<<<<
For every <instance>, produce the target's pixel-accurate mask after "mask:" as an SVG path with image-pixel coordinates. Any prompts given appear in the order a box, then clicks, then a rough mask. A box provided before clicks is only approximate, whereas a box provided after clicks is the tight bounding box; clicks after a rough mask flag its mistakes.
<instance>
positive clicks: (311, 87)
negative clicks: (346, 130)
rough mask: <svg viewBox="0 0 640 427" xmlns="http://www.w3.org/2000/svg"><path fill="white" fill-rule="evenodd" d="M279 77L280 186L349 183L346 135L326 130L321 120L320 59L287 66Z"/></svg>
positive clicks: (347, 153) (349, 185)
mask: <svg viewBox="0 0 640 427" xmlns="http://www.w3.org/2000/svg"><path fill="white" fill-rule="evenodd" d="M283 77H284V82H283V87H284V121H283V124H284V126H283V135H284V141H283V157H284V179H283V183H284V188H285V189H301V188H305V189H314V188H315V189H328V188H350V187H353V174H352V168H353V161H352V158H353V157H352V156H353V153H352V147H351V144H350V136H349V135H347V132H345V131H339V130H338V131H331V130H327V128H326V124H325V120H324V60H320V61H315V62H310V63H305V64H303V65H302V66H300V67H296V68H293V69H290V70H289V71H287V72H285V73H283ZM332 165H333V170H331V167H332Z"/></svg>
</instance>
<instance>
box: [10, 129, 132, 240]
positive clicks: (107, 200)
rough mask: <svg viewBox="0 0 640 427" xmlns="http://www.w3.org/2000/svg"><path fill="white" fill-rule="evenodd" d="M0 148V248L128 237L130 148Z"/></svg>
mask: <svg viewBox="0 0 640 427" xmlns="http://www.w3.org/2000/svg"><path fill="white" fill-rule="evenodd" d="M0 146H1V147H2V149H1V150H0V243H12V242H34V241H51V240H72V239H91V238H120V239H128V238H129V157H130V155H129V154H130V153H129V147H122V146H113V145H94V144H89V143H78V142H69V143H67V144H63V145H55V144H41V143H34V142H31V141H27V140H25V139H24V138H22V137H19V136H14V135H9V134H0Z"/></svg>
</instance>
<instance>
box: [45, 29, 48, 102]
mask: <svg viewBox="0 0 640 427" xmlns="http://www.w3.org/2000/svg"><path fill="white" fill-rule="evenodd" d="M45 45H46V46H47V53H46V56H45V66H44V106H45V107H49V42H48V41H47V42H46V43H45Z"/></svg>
>>>>
## Work order
Restate all of the material above exactly as written.

## Finished exercise
For every <instance>, produce the target's pixel-accurate mask after "mask:" as an SVG path with image-pixel coordinates. Any prompts given appear in the order a box, then clicks, then a rough mask. A box provided before clicks is only approximate, whereas a box provided after clicks is the tight bounding box; clicks after a rough mask flag its mistakes.
<instance>
positive clicks: (311, 87)
negative clicks: (346, 130)
rough mask: <svg viewBox="0 0 640 427" xmlns="http://www.w3.org/2000/svg"><path fill="white" fill-rule="evenodd" d="M279 77L280 186L349 183L346 135L326 130L321 120L320 59L287 66Z"/></svg>
positive clicks: (347, 153) (349, 185)
mask: <svg viewBox="0 0 640 427" xmlns="http://www.w3.org/2000/svg"><path fill="white" fill-rule="evenodd" d="M283 77H284V82H283V87H284V121H283V124H284V126H283V135H284V141H283V157H284V179H283V183H284V188H285V189H301V188H305V189H314V188H315V189H328V188H350V187H353V174H352V168H353V161H352V158H353V157H352V156H353V153H352V147H351V144H350V136H349V135H347V132H345V131H339V130H338V131H331V130H327V128H326V124H325V120H324V60H320V61H315V62H310V63H305V64H303V65H302V66H300V67H296V68H293V69H290V70H289V71H287V72H285V73H283ZM332 165H333V170H331V167H332Z"/></svg>
</instance>
<instance>
box: [10, 129, 132, 240]
positive clicks: (107, 200)
rough mask: <svg viewBox="0 0 640 427" xmlns="http://www.w3.org/2000/svg"><path fill="white" fill-rule="evenodd" d="M0 148V248L128 237L130 148Z"/></svg>
mask: <svg viewBox="0 0 640 427" xmlns="http://www.w3.org/2000/svg"><path fill="white" fill-rule="evenodd" d="M0 146H1V147H2V149H1V150H0V243H12V242H34V241H51V240H72V239H91V238H120V239H128V238H129V157H130V155H129V154H130V153H129V147H122V146H113V145H94V144H89V143H78V142H69V143H67V144H63V145H55V144H41V143H34V142H31V141H27V140H25V139H24V138H22V137H19V136H14V135H9V134H0Z"/></svg>
</instance>
<instance>
box: [45, 29, 48, 102]
mask: <svg viewBox="0 0 640 427" xmlns="http://www.w3.org/2000/svg"><path fill="white" fill-rule="evenodd" d="M45 45H46V46H47V53H46V56H45V66H44V106H45V107H49V42H48V41H47V42H46V43H45Z"/></svg>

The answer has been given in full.